Work required: All lines in the records below with the word "birch" must be returned.

(Referring expression data)
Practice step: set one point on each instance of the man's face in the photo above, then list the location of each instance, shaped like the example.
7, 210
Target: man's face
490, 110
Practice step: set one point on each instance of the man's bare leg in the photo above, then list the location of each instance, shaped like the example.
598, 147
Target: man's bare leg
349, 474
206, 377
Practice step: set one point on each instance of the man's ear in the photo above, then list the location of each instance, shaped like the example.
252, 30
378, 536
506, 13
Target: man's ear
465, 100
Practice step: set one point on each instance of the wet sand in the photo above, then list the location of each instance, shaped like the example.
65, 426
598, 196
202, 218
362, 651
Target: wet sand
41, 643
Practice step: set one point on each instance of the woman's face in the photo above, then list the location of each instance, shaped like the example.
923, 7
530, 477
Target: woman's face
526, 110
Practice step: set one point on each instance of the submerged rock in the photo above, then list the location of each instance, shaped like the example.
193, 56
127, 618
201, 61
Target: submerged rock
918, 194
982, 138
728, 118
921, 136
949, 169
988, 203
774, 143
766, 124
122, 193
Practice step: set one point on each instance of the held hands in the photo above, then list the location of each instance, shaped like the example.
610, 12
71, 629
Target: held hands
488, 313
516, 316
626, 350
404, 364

--

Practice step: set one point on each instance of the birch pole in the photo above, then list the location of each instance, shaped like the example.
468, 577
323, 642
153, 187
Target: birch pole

Reply to the task:
Practice step: set one point on each instance of the birch pole in the photo above, then list the location of each instance, shaped like the example.
Target: birch pole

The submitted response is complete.